**What is expected**: According to the article on the LGFF allocation formula, what weighting does population receive in the formula?

**Document text**:
Source URL: rmalberta.com/news/local-government-fiscal-framework-allocation-formula-released/

Local Government Fiscal Framework Allocation Formula Released

The formula determines how LGFF funding is distributed among all municipalities aside from Edmonton and Calgary

The Government of Alberta has released the allocation formula for the Local Government Fiscal Framework (LGFF). Beginning in the 2024 – 2025 fiscal year, the LGFF will replace the Municipal Sustainability Initiative (MSI) as the primary provincially-funded capital grant for municipalities.

The LGFF allocation formula is structured as follows:

  • Population: 65% weighting
  • Tangible capital assets: 15% weighting
  • Amortization of tangible capital assets: 10% weighting
  • Kilometres of local roads: 10% weighting
  • Base amount: $150,000 ($60,000 for summer villages)
  • Needs-based component: 3% of overall funding amount, allocated to municipalities with populations below 10,000 that have a limited local assessment base compared to their peers.

Allocation amounts for the 2024 – 2025 and 2025 – 2026 fiscal years are available. Note that the total LGFF fund will change annually at the same proportion as provincial revenues, based on a three-year lag. Total funding for all municipalities (including Edmonton and Calgary) is $722 million in 2024 -2025 and approximately $820 million in 2025 – 2026.

Members are encouraged to review the LGFF program guidelines for details, such as how to apply and eligible projects.

**Raw records**:
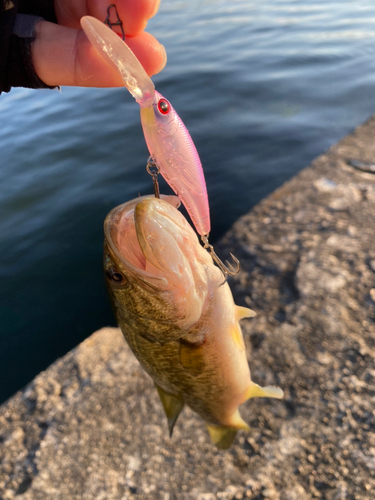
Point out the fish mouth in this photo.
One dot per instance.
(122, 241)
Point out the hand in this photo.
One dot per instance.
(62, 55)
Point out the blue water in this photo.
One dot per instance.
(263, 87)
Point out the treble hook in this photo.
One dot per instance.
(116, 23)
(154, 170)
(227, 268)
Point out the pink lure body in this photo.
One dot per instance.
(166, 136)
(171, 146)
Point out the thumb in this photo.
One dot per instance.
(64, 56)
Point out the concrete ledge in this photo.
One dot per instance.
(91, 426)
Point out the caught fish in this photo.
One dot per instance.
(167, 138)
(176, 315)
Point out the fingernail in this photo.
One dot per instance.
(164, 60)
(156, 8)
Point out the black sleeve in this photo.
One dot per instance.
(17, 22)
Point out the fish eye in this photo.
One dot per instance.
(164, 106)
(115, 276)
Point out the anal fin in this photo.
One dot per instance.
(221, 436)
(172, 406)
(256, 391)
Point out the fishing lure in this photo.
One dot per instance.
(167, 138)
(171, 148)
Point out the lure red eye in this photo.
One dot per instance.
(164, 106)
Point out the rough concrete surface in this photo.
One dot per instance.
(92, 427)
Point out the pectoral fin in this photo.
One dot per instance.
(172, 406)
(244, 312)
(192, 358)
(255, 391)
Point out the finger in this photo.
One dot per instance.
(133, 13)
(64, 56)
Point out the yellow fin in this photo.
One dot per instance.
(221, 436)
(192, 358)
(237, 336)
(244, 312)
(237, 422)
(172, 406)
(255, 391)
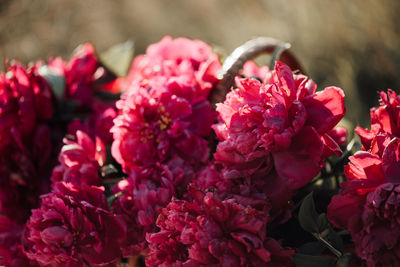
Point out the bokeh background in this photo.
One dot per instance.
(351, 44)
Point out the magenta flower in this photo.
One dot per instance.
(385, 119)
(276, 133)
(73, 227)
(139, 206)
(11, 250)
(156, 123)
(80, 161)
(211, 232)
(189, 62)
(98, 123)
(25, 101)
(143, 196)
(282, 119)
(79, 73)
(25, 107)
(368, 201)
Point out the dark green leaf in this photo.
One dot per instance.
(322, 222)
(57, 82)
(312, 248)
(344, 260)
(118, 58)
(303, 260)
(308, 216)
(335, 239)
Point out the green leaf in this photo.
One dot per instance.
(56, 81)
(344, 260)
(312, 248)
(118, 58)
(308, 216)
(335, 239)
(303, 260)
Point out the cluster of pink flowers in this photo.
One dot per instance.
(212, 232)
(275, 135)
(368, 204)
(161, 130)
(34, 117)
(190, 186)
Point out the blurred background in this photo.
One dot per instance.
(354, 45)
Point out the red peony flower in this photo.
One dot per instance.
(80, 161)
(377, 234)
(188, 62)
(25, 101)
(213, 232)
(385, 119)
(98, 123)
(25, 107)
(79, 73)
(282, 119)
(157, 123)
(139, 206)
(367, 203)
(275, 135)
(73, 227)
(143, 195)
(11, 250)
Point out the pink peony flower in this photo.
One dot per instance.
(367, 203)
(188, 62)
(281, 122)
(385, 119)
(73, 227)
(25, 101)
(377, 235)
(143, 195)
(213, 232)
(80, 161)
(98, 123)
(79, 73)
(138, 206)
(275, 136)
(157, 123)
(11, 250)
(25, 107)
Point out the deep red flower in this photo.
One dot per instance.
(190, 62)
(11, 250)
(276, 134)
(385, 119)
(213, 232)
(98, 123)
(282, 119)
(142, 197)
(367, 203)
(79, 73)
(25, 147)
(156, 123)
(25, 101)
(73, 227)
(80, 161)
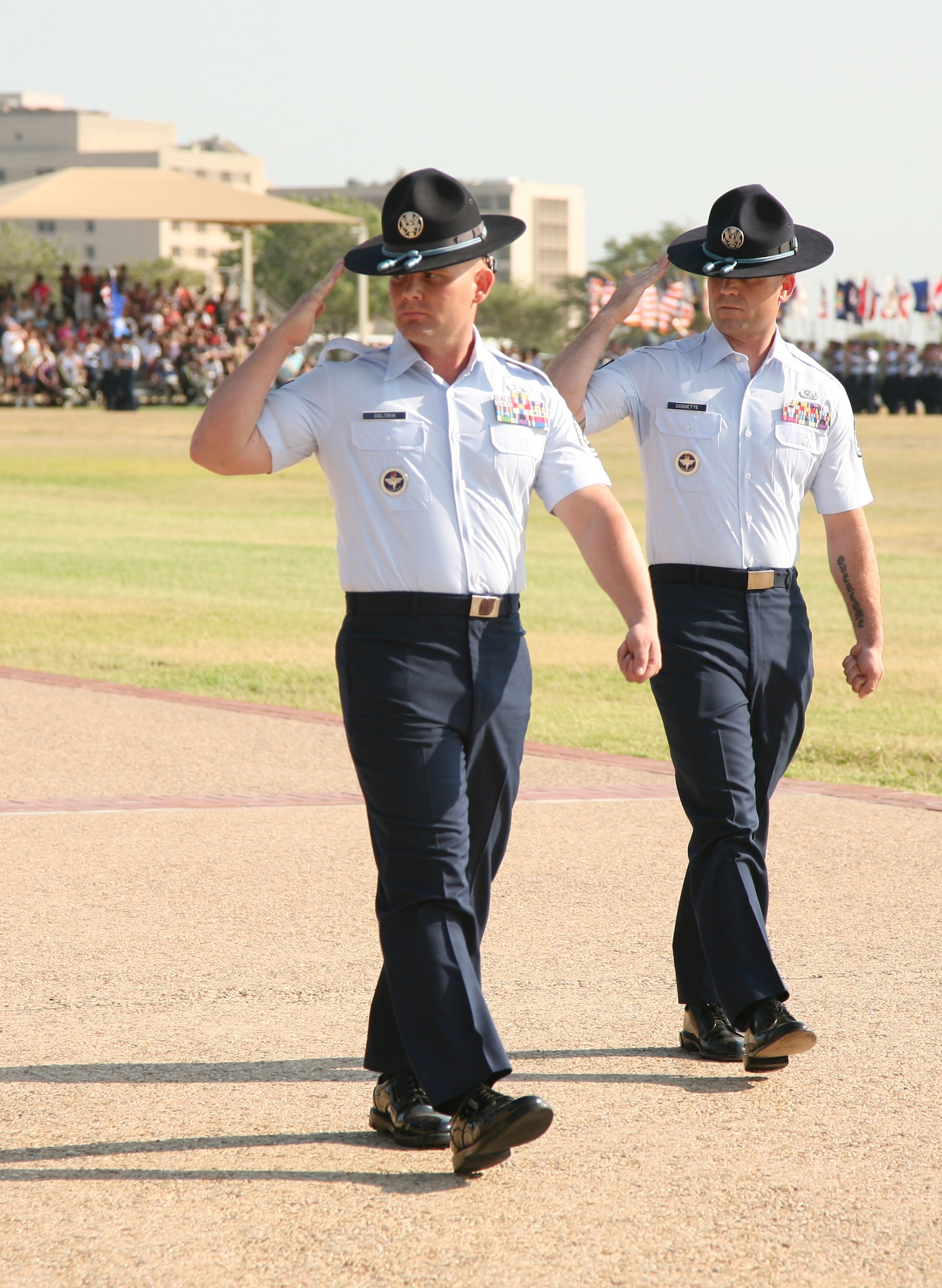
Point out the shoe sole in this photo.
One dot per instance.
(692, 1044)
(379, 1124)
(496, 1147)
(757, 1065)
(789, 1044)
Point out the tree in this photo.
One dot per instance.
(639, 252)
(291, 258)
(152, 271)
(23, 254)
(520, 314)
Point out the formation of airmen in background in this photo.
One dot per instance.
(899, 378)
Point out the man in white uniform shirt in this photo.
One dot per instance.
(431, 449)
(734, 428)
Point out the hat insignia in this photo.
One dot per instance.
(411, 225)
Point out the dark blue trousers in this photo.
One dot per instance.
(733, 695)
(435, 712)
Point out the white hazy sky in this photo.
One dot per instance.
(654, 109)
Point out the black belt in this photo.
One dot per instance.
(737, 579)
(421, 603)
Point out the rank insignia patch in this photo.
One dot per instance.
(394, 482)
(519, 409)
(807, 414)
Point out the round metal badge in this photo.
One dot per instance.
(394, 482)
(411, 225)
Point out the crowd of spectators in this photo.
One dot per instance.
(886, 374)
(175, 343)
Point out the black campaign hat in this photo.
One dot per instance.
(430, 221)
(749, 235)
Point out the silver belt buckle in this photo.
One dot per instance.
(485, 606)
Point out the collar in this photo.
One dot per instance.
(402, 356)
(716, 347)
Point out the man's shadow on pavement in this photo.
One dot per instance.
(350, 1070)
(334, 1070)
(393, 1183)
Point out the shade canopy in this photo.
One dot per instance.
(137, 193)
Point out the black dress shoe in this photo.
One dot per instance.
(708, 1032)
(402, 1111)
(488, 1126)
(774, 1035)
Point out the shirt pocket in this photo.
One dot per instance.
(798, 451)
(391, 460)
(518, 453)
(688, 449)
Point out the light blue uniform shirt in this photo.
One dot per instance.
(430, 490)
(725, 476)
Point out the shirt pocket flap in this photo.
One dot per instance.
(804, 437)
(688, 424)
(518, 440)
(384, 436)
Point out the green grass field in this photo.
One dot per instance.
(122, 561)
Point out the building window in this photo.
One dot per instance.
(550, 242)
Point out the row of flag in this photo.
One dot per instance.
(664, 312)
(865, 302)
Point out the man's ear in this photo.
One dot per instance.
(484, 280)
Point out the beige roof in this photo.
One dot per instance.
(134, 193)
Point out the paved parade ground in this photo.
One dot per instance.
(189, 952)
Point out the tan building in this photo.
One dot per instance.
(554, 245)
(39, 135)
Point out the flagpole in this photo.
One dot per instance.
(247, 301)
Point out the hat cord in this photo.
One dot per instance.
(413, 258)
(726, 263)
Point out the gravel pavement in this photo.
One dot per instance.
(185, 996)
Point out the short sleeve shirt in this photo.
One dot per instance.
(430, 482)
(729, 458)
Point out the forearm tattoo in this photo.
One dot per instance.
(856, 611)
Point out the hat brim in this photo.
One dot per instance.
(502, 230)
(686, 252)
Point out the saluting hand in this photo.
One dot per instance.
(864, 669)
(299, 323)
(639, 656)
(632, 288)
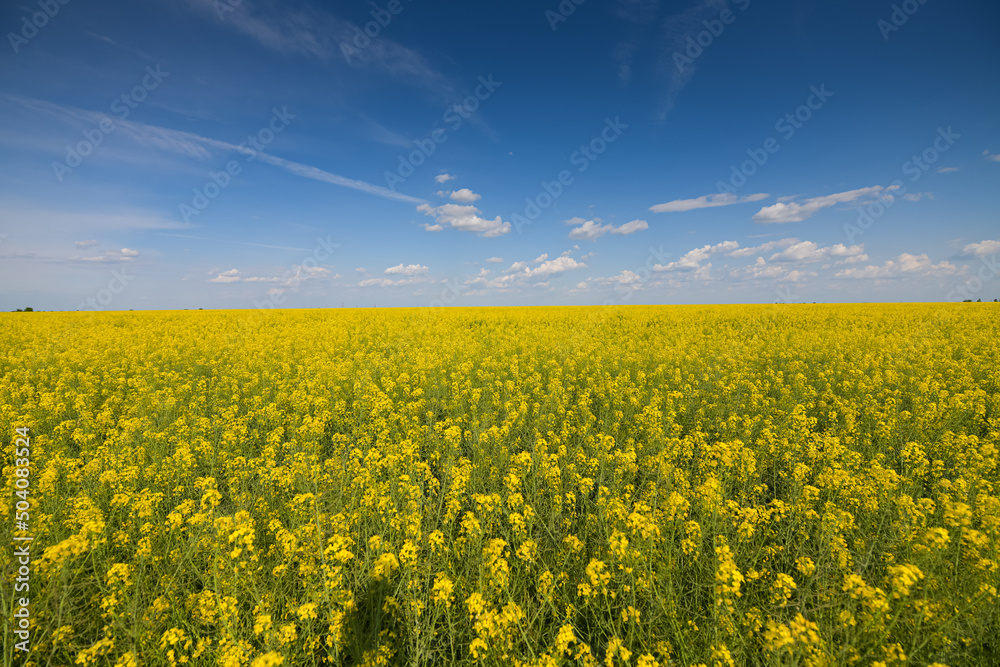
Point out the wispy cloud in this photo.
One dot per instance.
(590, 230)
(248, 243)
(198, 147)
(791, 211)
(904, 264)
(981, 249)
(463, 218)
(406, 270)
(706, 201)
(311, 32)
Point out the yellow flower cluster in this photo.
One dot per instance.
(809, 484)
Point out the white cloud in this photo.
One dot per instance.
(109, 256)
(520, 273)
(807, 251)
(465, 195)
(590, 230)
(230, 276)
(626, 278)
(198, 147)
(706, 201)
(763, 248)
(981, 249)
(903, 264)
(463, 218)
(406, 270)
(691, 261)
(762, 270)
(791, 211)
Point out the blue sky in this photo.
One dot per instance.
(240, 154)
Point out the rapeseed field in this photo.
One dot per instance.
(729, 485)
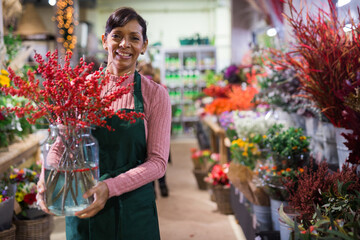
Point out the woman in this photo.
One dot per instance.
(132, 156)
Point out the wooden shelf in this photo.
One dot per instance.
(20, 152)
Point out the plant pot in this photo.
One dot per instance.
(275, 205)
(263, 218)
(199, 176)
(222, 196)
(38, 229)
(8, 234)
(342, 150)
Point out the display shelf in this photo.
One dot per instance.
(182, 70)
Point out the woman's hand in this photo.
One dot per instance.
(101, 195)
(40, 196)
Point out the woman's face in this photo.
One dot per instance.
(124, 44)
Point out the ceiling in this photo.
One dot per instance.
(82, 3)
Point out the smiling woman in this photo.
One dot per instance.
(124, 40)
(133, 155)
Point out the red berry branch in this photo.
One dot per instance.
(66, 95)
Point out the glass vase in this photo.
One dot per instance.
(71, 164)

**Task response**: Population receives a 65% weighting.